__Exercise data__
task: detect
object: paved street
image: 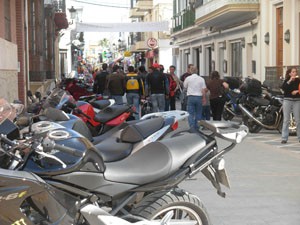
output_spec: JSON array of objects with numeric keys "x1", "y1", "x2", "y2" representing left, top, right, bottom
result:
[{"x1": 179, "y1": 127, "x2": 300, "y2": 225}]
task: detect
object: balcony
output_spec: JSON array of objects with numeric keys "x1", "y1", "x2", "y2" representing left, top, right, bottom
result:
[
  {"x1": 130, "y1": 41, "x2": 149, "y2": 52},
  {"x1": 172, "y1": 9, "x2": 195, "y2": 33},
  {"x1": 44, "y1": 0, "x2": 66, "y2": 12},
  {"x1": 129, "y1": 8, "x2": 145, "y2": 18},
  {"x1": 195, "y1": 0, "x2": 259, "y2": 30},
  {"x1": 135, "y1": 0, "x2": 153, "y2": 12}
]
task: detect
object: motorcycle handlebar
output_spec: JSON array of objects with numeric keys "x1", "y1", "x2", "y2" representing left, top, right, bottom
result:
[
  {"x1": 42, "y1": 137, "x2": 83, "y2": 157},
  {"x1": 0, "y1": 134, "x2": 16, "y2": 147}
]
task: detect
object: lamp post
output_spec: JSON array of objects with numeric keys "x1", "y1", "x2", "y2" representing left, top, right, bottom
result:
[{"x1": 68, "y1": 6, "x2": 77, "y2": 25}]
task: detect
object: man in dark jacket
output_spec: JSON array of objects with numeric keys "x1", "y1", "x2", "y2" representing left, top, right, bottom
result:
[
  {"x1": 146, "y1": 63, "x2": 169, "y2": 112},
  {"x1": 93, "y1": 63, "x2": 109, "y2": 95},
  {"x1": 106, "y1": 65, "x2": 125, "y2": 104}
]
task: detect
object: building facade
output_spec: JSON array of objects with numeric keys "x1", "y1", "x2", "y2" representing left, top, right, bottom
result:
[
  {"x1": 171, "y1": 0, "x2": 300, "y2": 85},
  {"x1": 0, "y1": 0, "x2": 66, "y2": 103},
  {"x1": 129, "y1": 0, "x2": 173, "y2": 70}
]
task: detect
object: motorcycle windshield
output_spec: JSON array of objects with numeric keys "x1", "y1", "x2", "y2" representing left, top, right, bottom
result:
[
  {"x1": 0, "y1": 98, "x2": 16, "y2": 123},
  {"x1": 43, "y1": 88, "x2": 75, "y2": 109}
]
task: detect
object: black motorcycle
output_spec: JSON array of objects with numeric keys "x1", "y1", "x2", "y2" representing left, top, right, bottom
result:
[
  {"x1": 238, "y1": 79, "x2": 296, "y2": 134},
  {"x1": 0, "y1": 116, "x2": 248, "y2": 225}
]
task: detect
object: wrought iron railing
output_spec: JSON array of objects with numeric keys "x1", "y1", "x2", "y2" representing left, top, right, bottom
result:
[{"x1": 172, "y1": 9, "x2": 195, "y2": 33}]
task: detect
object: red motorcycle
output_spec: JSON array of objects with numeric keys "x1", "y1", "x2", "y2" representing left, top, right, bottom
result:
[
  {"x1": 60, "y1": 78, "x2": 94, "y2": 100},
  {"x1": 44, "y1": 88, "x2": 135, "y2": 136}
]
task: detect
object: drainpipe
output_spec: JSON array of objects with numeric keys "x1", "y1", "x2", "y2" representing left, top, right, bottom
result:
[{"x1": 24, "y1": 0, "x2": 30, "y2": 106}]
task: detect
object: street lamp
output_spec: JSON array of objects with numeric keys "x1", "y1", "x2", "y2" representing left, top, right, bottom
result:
[{"x1": 68, "y1": 6, "x2": 77, "y2": 25}]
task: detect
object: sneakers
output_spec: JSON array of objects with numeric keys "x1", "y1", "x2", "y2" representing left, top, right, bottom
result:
[{"x1": 281, "y1": 140, "x2": 287, "y2": 144}]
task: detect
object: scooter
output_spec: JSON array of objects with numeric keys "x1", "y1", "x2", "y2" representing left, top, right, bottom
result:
[{"x1": 0, "y1": 113, "x2": 248, "y2": 225}]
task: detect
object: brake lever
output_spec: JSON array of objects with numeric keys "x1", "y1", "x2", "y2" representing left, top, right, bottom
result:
[{"x1": 36, "y1": 144, "x2": 67, "y2": 168}]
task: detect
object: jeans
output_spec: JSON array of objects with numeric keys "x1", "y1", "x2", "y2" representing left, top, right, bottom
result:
[
  {"x1": 210, "y1": 97, "x2": 225, "y2": 121},
  {"x1": 202, "y1": 105, "x2": 211, "y2": 120},
  {"x1": 126, "y1": 92, "x2": 140, "y2": 120},
  {"x1": 151, "y1": 94, "x2": 165, "y2": 112},
  {"x1": 111, "y1": 95, "x2": 123, "y2": 105},
  {"x1": 187, "y1": 95, "x2": 203, "y2": 129},
  {"x1": 282, "y1": 99, "x2": 300, "y2": 141}
]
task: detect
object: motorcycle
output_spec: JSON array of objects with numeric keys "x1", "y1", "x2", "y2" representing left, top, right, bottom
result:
[
  {"x1": 238, "y1": 80, "x2": 296, "y2": 134},
  {"x1": 0, "y1": 169, "x2": 179, "y2": 225},
  {"x1": 0, "y1": 109, "x2": 248, "y2": 225},
  {"x1": 222, "y1": 88, "x2": 244, "y2": 121},
  {"x1": 42, "y1": 88, "x2": 135, "y2": 136}
]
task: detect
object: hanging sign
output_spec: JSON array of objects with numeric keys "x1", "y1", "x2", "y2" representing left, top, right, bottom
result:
[{"x1": 147, "y1": 38, "x2": 158, "y2": 48}]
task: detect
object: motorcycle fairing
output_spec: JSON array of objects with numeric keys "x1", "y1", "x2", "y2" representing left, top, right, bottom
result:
[
  {"x1": 0, "y1": 169, "x2": 76, "y2": 225},
  {"x1": 50, "y1": 172, "x2": 138, "y2": 197}
]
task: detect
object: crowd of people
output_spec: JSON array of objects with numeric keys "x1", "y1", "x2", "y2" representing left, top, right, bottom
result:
[
  {"x1": 92, "y1": 62, "x2": 300, "y2": 143},
  {"x1": 92, "y1": 62, "x2": 231, "y2": 126}
]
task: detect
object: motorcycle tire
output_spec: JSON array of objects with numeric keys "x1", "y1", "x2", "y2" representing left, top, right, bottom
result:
[
  {"x1": 222, "y1": 109, "x2": 234, "y2": 121},
  {"x1": 242, "y1": 116, "x2": 263, "y2": 133},
  {"x1": 131, "y1": 188, "x2": 211, "y2": 225}
]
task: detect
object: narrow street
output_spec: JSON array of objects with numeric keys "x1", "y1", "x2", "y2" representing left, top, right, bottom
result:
[{"x1": 179, "y1": 128, "x2": 300, "y2": 225}]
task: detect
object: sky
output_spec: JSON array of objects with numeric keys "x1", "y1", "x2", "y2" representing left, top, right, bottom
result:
[{"x1": 69, "y1": 0, "x2": 131, "y2": 42}]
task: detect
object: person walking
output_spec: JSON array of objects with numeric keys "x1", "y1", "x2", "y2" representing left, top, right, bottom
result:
[
  {"x1": 167, "y1": 65, "x2": 180, "y2": 110},
  {"x1": 146, "y1": 63, "x2": 169, "y2": 112},
  {"x1": 281, "y1": 67, "x2": 300, "y2": 144},
  {"x1": 180, "y1": 64, "x2": 194, "y2": 110},
  {"x1": 125, "y1": 65, "x2": 144, "y2": 119},
  {"x1": 106, "y1": 64, "x2": 125, "y2": 104},
  {"x1": 206, "y1": 71, "x2": 229, "y2": 121},
  {"x1": 93, "y1": 63, "x2": 109, "y2": 95},
  {"x1": 183, "y1": 65, "x2": 207, "y2": 129}
]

__Directions__
Using the listing, filter for "lamp" and return the matching lines.

__Exercise response__
object: lamp post
object: street lamp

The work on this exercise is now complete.